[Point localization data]
════════════════════
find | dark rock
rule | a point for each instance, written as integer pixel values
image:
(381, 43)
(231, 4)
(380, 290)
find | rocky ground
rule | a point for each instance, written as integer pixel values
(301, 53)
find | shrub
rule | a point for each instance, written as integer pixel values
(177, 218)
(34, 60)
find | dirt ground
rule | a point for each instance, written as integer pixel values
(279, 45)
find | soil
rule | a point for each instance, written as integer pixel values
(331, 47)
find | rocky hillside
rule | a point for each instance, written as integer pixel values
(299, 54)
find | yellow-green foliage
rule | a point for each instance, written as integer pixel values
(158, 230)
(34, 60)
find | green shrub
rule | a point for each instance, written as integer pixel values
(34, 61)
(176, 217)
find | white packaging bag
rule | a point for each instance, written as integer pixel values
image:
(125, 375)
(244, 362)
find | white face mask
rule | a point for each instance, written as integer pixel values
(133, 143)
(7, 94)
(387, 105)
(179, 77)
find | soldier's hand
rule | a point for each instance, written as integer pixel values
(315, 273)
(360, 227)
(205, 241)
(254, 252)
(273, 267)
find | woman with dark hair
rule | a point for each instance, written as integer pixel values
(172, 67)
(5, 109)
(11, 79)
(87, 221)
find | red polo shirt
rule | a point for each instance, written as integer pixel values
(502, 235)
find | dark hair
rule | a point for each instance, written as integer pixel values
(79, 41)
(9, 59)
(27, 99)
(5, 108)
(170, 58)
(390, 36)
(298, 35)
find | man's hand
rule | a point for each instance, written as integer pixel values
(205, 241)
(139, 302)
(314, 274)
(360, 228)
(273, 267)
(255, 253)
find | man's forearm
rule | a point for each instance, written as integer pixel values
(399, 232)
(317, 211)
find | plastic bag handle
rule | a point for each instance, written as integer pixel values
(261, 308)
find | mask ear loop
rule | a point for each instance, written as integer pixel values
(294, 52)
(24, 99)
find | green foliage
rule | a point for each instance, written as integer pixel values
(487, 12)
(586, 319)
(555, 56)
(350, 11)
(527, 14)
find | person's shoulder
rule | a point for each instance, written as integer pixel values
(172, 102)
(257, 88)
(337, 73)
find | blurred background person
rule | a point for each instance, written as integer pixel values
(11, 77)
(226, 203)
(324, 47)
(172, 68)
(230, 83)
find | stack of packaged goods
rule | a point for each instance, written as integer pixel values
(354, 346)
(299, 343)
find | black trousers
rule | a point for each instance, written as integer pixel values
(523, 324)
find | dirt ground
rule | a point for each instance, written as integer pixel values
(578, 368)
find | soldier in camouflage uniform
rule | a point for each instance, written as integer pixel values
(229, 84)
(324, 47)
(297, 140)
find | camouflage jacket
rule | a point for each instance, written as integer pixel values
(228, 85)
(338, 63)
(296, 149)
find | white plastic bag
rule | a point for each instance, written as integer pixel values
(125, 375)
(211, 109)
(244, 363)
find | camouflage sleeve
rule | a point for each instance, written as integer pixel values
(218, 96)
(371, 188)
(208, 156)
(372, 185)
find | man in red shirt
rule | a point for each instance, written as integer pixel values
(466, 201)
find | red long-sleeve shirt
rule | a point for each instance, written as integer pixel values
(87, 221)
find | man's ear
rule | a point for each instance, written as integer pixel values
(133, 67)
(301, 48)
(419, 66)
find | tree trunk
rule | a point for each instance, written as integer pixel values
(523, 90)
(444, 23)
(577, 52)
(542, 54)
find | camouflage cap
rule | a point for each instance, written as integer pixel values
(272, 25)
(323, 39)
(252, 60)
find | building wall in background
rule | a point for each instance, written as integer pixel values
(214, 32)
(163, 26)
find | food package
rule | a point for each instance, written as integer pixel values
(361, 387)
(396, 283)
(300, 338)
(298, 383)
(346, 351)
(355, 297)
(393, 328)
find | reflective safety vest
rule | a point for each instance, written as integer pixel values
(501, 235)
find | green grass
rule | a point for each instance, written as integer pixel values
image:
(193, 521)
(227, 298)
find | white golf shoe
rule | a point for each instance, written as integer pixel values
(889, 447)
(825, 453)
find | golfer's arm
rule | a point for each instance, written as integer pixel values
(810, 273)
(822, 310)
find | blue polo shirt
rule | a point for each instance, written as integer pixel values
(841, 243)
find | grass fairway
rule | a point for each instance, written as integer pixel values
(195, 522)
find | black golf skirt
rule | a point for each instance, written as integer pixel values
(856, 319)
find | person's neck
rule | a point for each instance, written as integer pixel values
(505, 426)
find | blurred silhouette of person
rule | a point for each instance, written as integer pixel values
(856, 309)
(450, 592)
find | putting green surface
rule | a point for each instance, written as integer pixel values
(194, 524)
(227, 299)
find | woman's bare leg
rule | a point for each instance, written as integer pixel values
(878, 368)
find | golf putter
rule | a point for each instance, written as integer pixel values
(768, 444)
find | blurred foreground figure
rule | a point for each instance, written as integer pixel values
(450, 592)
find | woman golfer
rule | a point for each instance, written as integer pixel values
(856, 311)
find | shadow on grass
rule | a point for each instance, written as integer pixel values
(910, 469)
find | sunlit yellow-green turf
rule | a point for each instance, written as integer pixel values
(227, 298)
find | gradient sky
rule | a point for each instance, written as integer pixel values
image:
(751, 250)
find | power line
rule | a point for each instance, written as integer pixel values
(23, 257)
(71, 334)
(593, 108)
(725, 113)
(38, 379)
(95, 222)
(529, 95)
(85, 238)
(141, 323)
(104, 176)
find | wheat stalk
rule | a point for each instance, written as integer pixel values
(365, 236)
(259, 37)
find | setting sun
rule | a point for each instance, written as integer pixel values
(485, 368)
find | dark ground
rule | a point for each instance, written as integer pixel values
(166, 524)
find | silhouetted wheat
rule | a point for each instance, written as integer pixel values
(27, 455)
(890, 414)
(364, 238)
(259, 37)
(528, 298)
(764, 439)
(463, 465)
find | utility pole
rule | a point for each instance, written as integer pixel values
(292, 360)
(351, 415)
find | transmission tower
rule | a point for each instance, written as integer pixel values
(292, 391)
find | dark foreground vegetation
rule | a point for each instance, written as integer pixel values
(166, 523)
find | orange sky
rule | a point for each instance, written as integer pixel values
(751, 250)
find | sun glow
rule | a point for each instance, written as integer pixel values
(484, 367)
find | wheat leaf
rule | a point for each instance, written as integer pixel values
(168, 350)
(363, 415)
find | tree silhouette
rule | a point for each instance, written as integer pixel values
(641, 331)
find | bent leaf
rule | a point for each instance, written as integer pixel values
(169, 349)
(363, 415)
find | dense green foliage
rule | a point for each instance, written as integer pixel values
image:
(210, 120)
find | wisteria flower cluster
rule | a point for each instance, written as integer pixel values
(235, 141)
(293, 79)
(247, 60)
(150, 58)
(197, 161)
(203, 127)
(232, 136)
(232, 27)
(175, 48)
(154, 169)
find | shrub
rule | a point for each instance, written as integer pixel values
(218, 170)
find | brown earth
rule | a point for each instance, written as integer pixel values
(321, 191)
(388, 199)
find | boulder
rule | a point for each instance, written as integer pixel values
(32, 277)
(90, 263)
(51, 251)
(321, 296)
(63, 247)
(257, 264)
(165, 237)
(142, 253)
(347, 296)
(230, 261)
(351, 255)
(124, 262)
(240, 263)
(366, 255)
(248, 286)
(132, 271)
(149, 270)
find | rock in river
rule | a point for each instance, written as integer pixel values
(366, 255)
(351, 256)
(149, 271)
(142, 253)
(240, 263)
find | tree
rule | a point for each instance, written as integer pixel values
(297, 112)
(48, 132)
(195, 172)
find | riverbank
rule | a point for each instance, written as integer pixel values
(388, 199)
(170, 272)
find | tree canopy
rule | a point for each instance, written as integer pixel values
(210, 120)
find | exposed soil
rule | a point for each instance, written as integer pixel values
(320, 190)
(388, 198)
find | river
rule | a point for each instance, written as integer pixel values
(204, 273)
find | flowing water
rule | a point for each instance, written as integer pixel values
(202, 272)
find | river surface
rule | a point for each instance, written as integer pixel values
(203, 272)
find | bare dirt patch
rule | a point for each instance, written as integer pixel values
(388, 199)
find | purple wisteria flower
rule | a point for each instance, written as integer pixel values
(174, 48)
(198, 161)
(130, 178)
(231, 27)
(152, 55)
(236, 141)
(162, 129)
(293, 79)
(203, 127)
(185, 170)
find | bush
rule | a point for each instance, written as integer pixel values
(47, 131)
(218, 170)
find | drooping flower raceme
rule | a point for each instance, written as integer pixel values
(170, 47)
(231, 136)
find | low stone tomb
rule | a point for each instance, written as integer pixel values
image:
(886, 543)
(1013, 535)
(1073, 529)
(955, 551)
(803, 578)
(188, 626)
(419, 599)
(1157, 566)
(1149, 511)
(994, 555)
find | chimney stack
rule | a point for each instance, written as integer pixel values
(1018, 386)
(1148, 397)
════════════════════
Your answer must be a single number: how many lines of the records contain the word "foliage".

Exercise result:
3